[EXERCISE DETAILS] Print the records below exactly; all of them are needed.

Collected data entries
--------------------
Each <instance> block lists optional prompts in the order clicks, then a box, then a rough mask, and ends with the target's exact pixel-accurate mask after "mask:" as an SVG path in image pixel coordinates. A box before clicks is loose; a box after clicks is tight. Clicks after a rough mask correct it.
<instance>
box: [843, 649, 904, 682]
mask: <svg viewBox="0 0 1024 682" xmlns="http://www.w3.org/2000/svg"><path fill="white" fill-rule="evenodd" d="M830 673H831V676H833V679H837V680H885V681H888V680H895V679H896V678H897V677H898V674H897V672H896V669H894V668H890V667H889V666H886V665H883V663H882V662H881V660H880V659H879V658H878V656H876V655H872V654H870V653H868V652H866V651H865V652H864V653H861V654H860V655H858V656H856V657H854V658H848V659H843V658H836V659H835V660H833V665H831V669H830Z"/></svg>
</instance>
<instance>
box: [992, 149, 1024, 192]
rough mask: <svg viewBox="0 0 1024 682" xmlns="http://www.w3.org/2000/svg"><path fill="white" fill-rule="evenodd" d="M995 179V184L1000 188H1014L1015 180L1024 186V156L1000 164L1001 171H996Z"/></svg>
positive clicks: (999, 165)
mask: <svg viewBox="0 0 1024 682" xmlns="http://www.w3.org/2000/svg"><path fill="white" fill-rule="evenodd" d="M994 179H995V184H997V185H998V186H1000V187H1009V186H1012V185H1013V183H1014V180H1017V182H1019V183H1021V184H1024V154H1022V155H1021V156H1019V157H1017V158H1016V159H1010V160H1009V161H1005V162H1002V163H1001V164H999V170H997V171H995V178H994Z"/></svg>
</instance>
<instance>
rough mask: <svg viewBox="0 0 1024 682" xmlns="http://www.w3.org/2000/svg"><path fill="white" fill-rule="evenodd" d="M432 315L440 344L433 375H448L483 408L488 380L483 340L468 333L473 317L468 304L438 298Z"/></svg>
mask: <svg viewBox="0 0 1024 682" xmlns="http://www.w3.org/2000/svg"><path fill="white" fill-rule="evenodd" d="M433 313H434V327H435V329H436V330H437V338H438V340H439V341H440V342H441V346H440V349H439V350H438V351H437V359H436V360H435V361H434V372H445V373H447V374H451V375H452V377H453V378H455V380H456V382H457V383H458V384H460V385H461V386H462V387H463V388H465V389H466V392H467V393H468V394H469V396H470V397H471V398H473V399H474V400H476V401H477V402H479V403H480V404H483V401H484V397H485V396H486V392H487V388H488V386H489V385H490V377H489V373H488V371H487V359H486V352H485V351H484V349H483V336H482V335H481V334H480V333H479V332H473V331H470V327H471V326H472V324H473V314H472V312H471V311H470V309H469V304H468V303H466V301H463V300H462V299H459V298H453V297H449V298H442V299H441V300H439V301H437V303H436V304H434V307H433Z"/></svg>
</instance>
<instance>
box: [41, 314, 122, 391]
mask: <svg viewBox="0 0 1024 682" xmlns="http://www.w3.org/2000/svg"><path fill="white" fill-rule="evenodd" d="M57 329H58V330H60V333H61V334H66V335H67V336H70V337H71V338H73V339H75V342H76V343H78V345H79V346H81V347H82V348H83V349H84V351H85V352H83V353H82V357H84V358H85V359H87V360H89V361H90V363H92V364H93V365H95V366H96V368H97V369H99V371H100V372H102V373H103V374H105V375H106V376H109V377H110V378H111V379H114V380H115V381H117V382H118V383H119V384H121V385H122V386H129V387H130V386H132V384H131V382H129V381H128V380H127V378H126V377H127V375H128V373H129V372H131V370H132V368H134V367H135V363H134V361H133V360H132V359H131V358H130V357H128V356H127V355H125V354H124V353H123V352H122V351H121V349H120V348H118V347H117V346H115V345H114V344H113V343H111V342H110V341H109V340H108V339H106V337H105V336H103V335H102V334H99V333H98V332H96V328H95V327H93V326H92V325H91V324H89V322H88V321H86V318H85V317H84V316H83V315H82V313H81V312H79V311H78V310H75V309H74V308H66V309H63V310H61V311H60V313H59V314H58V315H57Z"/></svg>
--------------------
[ANSWER FOR THE TASK]
Each <instance> block lists optional prompts in the order clicks, then a box, then a rough mask, and ends with the target's exact pixel-accurate mask after "mask:" as an SVG path in image pixel coordinates. A box before clicks is loose; a box after clicks is tight. Clicks after a rough mask correct it.
<instance>
box: [843, 649, 904, 682]
mask: <svg viewBox="0 0 1024 682" xmlns="http://www.w3.org/2000/svg"><path fill="white" fill-rule="evenodd" d="M830 673H831V676H833V679H837V680H885V681H888V680H895V679H896V678H897V677H898V674H897V672H896V669H894V668H890V667H889V666H886V665H883V663H882V662H881V660H880V659H879V658H878V656H876V655H872V654H870V653H868V652H866V651H865V652H864V653H861V654H860V655H858V656H856V657H854V658H848V659H843V658H836V659H835V660H833V665H831V669H830Z"/></svg>
</instance>
<instance>
box: [992, 149, 1024, 192]
rough mask: <svg viewBox="0 0 1024 682" xmlns="http://www.w3.org/2000/svg"><path fill="white" fill-rule="evenodd" d="M995 179V184L1000 188H1014L1015 180L1024 186V156L1000 164L1001 171H996Z"/></svg>
positive clicks: (999, 165)
mask: <svg viewBox="0 0 1024 682" xmlns="http://www.w3.org/2000/svg"><path fill="white" fill-rule="evenodd" d="M994 179H995V184H997V185H998V186H1000V187H1009V186H1012V185H1013V183H1014V180H1017V182H1019V183H1021V184H1024V154H1022V155H1021V156H1019V157H1017V158H1016V159H1010V160H1009V161H1005V162H1002V163H1001V164H999V170H997V171H995V178H994Z"/></svg>
</instance>
<instance>
rough mask: <svg viewBox="0 0 1024 682" xmlns="http://www.w3.org/2000/svg"><path fill="white" fill-rule="evenodd" d="M432 315L440 344L433 375H448L483 408L488 380L483 340L468 333L473 317L468 304L438 298Z"/></svg>
mask: <svg viewBox="0 0 1024 682" xmlns="http://www.w3.org/2000/svg"><path fill="white" fill-rule="evenodd" d="M433 313H434V327H435V329H436V330H437V338H438V340H439V341H440V342H441V346H440V349H439V350H438V351H437V359H436V360H435V361H434V372H445V373H447V374H451V375H452V377H453V378H455V380H456V382H457V383H458V384H460V385H461V386H462V387H463V388H465V389H466V392H467V393H468V394H469V396H470V397H471V398H473V399H474V400H476V401H477V402H479V403H480V404H483V401H484V397H485V396H486V392H487V388H488V386H489V385H490V377H489V373H488V371H487V359H486V352H485V351H484V349H483V336H482V335H481V334H480V333H479V332H473V331H470V327H471V326H472V324H473V314H472V312H471V311H470V309H469V304H468V303H466V301H463V300H462V299H459V298H453V297H449V298H442V299H441V300H439V301H437V303H436V304H434V307H433Z"/></svg>
</instance>
<instance>
box: [41, 314, 122, 391]
mask: <svg viewBox="0 0 1024 682" xmlns="http://www.w3.org/2000/svg"><path fill="white" fill-rule="evenodd" d="M57 329H58V330H60V333H61V334H66V335H67V336H70V337H71V338H73V339H75V342H76V343H78V345H79V346H81V347H82V348H83V349H84V351H85V352H83V353H82V357H84V358H85V359H87V360H89V361H90V363H92V364H93V365H95V366H96V368H97V369H99V371H100V372H102V373H103V374H105V375H106V376H109V377H110V378H111V379H114V380H115V381H117V382H118V383H119V384H121V385H122V386H129V387H130V386H132V384H131V382H129V381H128V380H127V378H126V377H127V375H128V373H129V372H131V370H132V368H134V367H135V363H134V361H133V360H132V359H131V358H130V357H128V356H127V355H125V354H124V353H123V352H122V351H121V349H120V348H118V347H117V346H115V345H114V344H113V343H111V342H110V341H109V340H108V339H106V337H105V336H103V335H102V334H99V333H98V332H96V328H95V327H93V326H92V325H91V324H89V322H88V321H86V318H85V317H84V316H83V315H82V313H81V312H79V311H78V310H75V309H74V308H66V309H63V310H61V311H60V313H59V314H58V315H57Z"/></svg>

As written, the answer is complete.